> What the exercise asks: Return every line of the records below word for word. Leave the pictures out of your answer.

[Saved entries]
::::::::

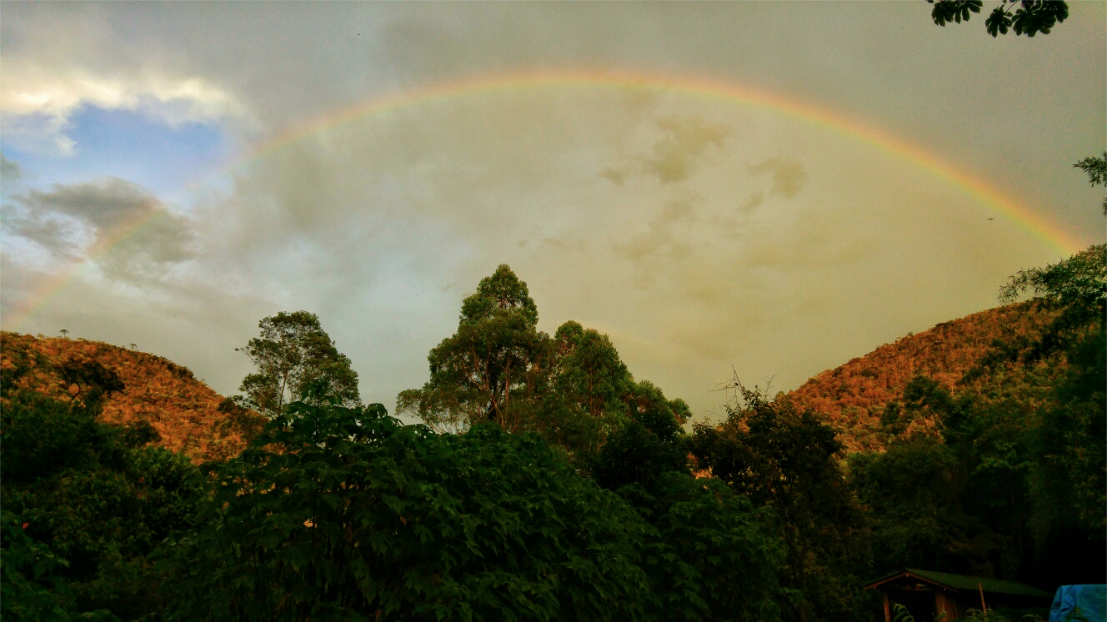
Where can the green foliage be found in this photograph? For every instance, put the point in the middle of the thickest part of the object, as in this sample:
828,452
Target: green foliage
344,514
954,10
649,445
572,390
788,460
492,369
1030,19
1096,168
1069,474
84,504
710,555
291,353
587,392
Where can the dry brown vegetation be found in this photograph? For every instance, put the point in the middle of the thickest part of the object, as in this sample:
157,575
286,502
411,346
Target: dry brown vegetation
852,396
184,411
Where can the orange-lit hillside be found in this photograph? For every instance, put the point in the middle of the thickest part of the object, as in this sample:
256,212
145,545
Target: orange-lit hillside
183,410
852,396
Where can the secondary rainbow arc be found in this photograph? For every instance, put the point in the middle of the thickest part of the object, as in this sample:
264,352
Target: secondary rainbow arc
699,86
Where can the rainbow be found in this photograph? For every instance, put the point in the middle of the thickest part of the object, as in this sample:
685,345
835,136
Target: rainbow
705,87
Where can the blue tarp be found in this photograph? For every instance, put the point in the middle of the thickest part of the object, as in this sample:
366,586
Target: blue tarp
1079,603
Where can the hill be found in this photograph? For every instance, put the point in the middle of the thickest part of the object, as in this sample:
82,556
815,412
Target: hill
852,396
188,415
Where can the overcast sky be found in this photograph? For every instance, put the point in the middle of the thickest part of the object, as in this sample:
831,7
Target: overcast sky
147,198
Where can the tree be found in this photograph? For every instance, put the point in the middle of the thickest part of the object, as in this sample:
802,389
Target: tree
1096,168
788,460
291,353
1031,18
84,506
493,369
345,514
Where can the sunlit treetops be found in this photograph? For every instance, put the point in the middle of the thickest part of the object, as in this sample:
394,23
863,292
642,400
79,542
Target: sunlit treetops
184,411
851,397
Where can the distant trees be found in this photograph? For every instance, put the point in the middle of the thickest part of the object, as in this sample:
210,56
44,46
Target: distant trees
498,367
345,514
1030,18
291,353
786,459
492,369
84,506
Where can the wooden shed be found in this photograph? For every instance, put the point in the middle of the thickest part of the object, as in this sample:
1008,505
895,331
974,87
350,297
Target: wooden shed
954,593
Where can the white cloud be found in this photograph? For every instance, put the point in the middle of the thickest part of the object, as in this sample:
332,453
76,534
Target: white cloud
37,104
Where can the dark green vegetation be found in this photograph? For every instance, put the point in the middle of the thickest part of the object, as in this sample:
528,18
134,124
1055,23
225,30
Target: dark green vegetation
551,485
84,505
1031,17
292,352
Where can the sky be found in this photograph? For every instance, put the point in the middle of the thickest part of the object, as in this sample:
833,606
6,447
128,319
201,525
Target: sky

::::::::

> Solution for this task:
Where can the green foliage be found in this photograph? For every instance, put the point in the middle of the thickest part of the object, as in this sample:
828,452
Target: green foliage
344,514
954,10
649,445
572,390
788,460
492,369
1030,19
1096,168
1069,474
84,504
710,555
291,353
587,392
Where can the dry brown vegetation be found in this photograph? For every instance, put the point in the middle of the thickest part of the object, as in this sample:
157,575
286,502
411,346
Target: dry brown vegetation
852,396
184,411
Where can the orange-lit hillside be found in this photograph? For every instance, put the point in the middle of the thickest part of the object, as in this sample:
256,212
145,545
Target: orange-lit hillside
183,410
852,396
Where can the secondary rainbow arc be found in this photograph? For every instance, put the point in the middle of the thickest part of the object, as in this sample:
264,352
Target: secondary rainbow arc
699,86
Where can the rainbow be found in this photograph? For every instance, put the point in the middle of the thickest part of the object, as in this sample:
685,345
835,136
Target: rainbow
705,87
Where can the blue tarp be found in this photograph? For every instance, put the point in the middle of the thickest part of the object, as in this sample:
366,586
Target: blue tarp
1079,603
Where can the hill be found in this photograph? For every instance, put the point in the middle of the thickest part of the object, as in this sample:
82,556
815,412
Target: hill
852,396
188,415
Where can the overcast sky be found in this photograph? For every instance, put the point in the middle of the thickest part of the object, as in this sample:
831,7
Target: overcast sky
147,198
Where can the tree be found in this photograph? For every instance, put the point in the middle of the thickest part of the object, as in this sample:
802,389
Target: tree
1096,168
788,460
291,353
1031,18
84,506
493,369
345,514
Where can the sunlit treetops be found in this photograph? For every instance, put the point in the middle of the thickest part of the object, as in this sample:
394,23
863,292
642,400
79,542
Target: sunlit treetops
184,411
851,397
Where can the distant trees be found in this photograph? For every instance, put the point in the middle of the thickest part of the object, as in this sample:
210,56
44,46
Target: distant trees
498,367
345,514
1030,18
291,353
786,459
492,369
84,506
Where can the wooden shed be found in this photograph? For every instance, put the point in the middle of the thickest part of the object, as in this sample:
1008,505
895,331
974,87
350,297
Target: wooden shed
954,593
Where can the white cloud be found in this photograph? For every instance, put the point in the middle of the thickest part of the object, as in this sample:
332,453
76,534
Target: white cloud
37,104
Where can the dark green vegetation be found in this photograph? For every instance, put the point in the middle of the thickest part of the object, as in this sample:
528,18
134,124
1055,23
225,30
Target: dark green vegetation
551,485
84,505
1031,17
292,352
Where can the sky be found in this photograph? For every instance, put the point in the middle of the thickest part of the object, as in this sample:
833,606
6,447
128,319
201,525
Target: sky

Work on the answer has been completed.